··· TRECHO ···

O fio de problemas não acaba: “Estou há meses precisando relatar as reclamações da empresa (Tim), pois todos os meses me mandam o boleto com o valor a mais do plano. Tento falar com eles via WhatsApp ou ligações, mas não resolvem. Já sabem que o valor do meu plano empresarial vem errado todo mês e, mesmo assim, eu preciso vir até este [site] para abrir a reclamação para que, assim, entrem em contato comigo e me mandem o boleto no valor correto”, escreve um terceiro cliente, no “Reclame Aqui”. “A Net/Claro começou a cobrar um pacote de jogos de futebol dos meus pais, sendo que isso nunca foi assinado, porque meu pai jamais assinaria isso. Não mudamos o plano de TV, só pedimos para tirar esse pacote. Eu acho que deveríamos entrar com um processo, porque obviamente as empresas estão fazendo isso com muita gente e ganhando muita grana com isso. Cobraram R$ 29,90 mensais a mais desde setembro do ano passado. Cada fatura vem com um valor diferente, tiram e colocam valores e não dá para entender o porquê”, narra outra consumidora ouvida pela reportagem, que reclama que o serviço caro das teles não condizem com a qualidade do serviço oferecido.

··· DADOS FORNECIDOS ···

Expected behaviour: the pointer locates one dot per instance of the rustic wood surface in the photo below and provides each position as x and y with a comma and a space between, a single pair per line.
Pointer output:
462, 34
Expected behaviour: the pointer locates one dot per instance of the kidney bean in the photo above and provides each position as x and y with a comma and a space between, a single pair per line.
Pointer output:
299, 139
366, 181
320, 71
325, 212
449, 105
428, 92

···

§ **COMPLETE O SEGUINTE**:
[a] Responda às perguntas abaixo com base no trecho sobre reclamações contra operadoras de telefonia.
(i) Por quais meios o terceiro cliente diz tentar falar com a Tim?
(ii) Quanto a Net/Claro passou a cobrar a mais por mês?
(iii) Desde quando essa cobrança a mais é feita?
[b] Retome o trecho sobre reclamações de clientes contra operadoras de telefonia a partir do ponto em que ele para.

§ **TAREFAS RESOLVIDAS**:
[a]
(i) Por WhatsApp ou por ligações.
(ii) R$ 29,90 mensais.
(iii) Desde setembro do ano passado.

[b]
Estas são algumas das milhões de reclamações sobre as empresas de telecomunicações ao longo das últimas décadas, e situações desse tipo continuam sendo registradas ano após ano. Só em 2022, foram cerca de 1,4 milhão de queixas contra empresas  protocoladas na Agência Nacional de Telecomunicações (Anatel) — quase três por minuto ao longo do ano. Isso sem contar as reivindicações registradas nos Procons estaduais. Em Minas Gerais, por exemplo, desde 2015, o Procon do Ministério Público (MPMG) e o Procon da Assembleia (ALMG) receberam 203 mil reclamações. Na Justiça, consumidores ganham ações de milhares de reais após abusos, enganos e descuidos das empresas serem comprovados e, do outro lado do negócio, trabalhadores que atuam no telemarketing das operadoras denunciam que até o tempo para usarem o banheiro é controlado no dia a dia. Na mira da fiscalização, as empresas foram multadas em bilhões de reais na última década, mas conseguiram escapar sem pagar nem 7% do valor dos processos da Anatel.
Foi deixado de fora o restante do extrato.